*Instructions for the task*
Extract the whole listing as it stands. Do not include the pictures.

*Data provided*
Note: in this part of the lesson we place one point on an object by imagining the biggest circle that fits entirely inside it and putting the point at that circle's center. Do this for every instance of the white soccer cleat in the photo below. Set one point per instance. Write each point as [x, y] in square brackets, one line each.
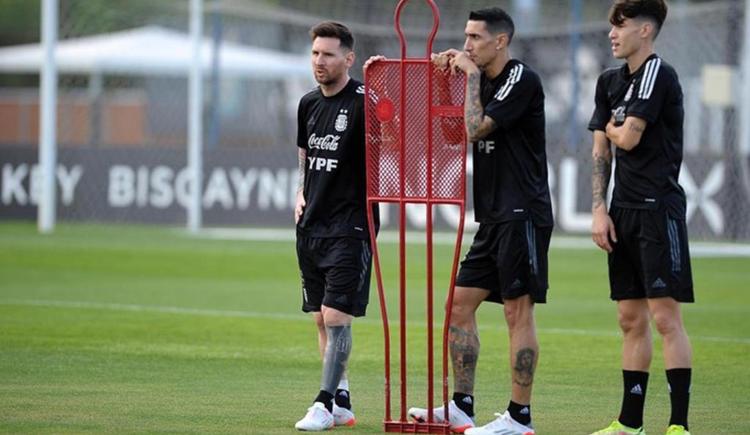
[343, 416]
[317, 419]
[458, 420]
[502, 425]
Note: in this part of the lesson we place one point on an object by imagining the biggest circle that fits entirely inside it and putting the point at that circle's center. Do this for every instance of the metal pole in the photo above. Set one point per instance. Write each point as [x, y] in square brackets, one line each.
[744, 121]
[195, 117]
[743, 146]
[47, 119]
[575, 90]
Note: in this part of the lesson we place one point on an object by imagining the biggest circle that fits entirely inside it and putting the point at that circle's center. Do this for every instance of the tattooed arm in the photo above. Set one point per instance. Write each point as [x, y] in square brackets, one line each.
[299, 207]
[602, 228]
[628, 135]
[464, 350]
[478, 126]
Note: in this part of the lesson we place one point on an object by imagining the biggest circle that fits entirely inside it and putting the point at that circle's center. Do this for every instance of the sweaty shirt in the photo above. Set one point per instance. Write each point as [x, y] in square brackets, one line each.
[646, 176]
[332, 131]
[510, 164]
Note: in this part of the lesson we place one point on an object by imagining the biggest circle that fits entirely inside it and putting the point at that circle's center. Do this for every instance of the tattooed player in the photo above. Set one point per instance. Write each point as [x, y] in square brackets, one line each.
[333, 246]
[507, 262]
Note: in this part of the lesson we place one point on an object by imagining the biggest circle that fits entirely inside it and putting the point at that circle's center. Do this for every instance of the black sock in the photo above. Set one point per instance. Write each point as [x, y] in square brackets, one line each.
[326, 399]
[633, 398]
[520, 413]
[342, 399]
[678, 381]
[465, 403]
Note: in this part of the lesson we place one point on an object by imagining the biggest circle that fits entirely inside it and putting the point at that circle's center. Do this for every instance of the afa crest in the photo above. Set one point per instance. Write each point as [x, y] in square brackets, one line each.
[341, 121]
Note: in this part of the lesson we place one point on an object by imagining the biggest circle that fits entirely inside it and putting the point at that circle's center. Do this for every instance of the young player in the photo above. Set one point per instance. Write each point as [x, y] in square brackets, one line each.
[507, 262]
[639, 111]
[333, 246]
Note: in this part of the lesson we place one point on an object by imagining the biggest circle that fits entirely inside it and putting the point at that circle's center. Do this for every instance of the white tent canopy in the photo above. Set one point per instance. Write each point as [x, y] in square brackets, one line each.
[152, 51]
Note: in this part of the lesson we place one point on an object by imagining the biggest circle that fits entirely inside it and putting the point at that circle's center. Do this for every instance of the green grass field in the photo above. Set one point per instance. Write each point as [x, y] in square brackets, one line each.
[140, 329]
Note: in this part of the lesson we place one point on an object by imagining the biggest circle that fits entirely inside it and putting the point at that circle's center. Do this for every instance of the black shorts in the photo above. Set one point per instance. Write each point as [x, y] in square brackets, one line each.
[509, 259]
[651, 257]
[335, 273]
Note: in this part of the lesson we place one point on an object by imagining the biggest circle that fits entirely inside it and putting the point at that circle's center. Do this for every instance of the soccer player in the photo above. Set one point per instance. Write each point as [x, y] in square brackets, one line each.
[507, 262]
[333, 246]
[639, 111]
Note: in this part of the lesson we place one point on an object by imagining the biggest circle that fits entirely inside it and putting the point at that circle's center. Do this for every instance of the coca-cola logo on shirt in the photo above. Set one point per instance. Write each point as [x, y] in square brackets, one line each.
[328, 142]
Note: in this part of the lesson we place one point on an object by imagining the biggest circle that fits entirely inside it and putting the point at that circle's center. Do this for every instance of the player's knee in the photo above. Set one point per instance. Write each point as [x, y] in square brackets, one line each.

*Solution to this task*
Note: in this part of the lesson we place one point on an object by imagining the biggest circle that fits entirely inside it and putting the point at that circle's center. Do this for every instance of the white soccer cleat in the photo below. Set one point per instance. Write each point as [x, y] in square brackets, one line each.
[343, 416]
[317, 419]
[458, 420]
[502, 425]
Note: in this part of the lesson we place one point on an object by imagining the biggest circle that fits entirely inside it and putting the point at that circle's center. Do this for every instance of the metal pole in the photo above. Set one point per instance. Write each point as [x, y] in square brackets, one line each.
[744, 121]
[195, 117]
[743, 146]
[47, 119]
[575, 90]
Note: in this part of the lesson we place one point on an object by imagining the biggest circle that fits entirely inside it and putting the point at that circle's center. Do this for every instance of the tattooed arm in the photo above. Set one point per instance. Write each point as [x, y] in square brackets, one line each.
[299, 207]
[602, 228]
[628, 135]
[464, 350]
[478, 126]
Note: in this part of the lesson we place one point on an object by imagining the biggest circle that fits entirely inside it and putting the point at that circle's center. Do this for every instance of the sweaty shirt in the photo above. Set one point per instance. Write each point as [x, y] in square brackets, one line each.
[646, 176]
[332, 131]
[510, 164]
Note: in this part of the lesson we place one point on an object by imagining the biggest circle that fits entirely inside it and putting the point at that circle's center. Do this for every instance of the tattooed player in the photo above. Set one point per instance. Write each point as [x, y] in square brackets, one line each.
[333, 246]
[507, 262]
Note: in this part of the lesson we place one point on an object by imagining the biggest circle that fits entirely inside it and putting the point at that circle's center. Do this for every instance of the black sock in the photo above. Set one point per instance. Write each point as [x, y] in square brackets, one line each.
[326, 399]
[633, 398]
[520, 413]
[342, 399]
[678, 381]
[465, 403]
Note: in this part of the lesson we place one point on an object by imagining the biggest circle that fits entirely inside it and putting the point at that circle's center. Do this for every instance of the afa crest in the photo above. Set one point per instance. Write each point as [x, y] in square brackets, one line each.
[341, 121]
Note: in this part of the lesson we place one point on an object by imagining the biggest circle that fits entirely inside it and putting the point at that circle's center. Do this for every instance of the young player in the photo above. Set one point per instance. Write each point as [x, y] in square brackets, one line each.
[507, 262]
[639, 111]
[333, 246]
Note: in this part of the lesson we place one point on an object by imagining the biggest circle that fits entirely inside it and putting the point at that circle's center. Do this for every instance of the white tent canopy in the photo above. Set one point per instance. Write each point as [x, y] in square brackets, one line each.
[152, 51]
Note: in this part of the lesson we place one point on an object by imagining the biggest circle that fits entirely inside it and putting the point at that circle's center. Do this for every instance of the green grass field in the photo above. Set one point per instance. Write each point as [x, y] in square brackets, one line each.
[140, 329]
Note: in this part of the lesson we place one point on an object by imagining the biggest circle that fits entirely inside it and putting the point at that circle's center. Do this for every instance of the black shorts in the photo above. Set one point per instance. Write each point as [x, y] in square brackets, one line each.
[509, 259]
[651, 257]
[335, 273]
Note: in this part of the lesson we place one point on an object by imagining the biggest circle that fits entirely inside it and putting the point at that circle's center. Do this for every instance of the soccer player in the photo above. Set one point per instance. Write each point as [x, y] in square brackets, one line each.
[507, 262]
[333, 246]
[639, 111]
Note: in this part of the lesson we place one point on an object by imagining the biggest circle that fits entirely inside it and putting the point at that circle's center. Do this for every instance of the coca-cola logo on shirt in the photo above. Set one point per instance. Write each point as [x, y] in square brackets, one line each.
[328, 142]
Note: in this part of the lesson we place one point on an object by imagining the biggest circle that fits entirely inside it and putting the point at that circle's center. Do this for every instance of the player's knee in the photo above. Set one point per instance. Write each point as [x, y] in square brackets, one line each.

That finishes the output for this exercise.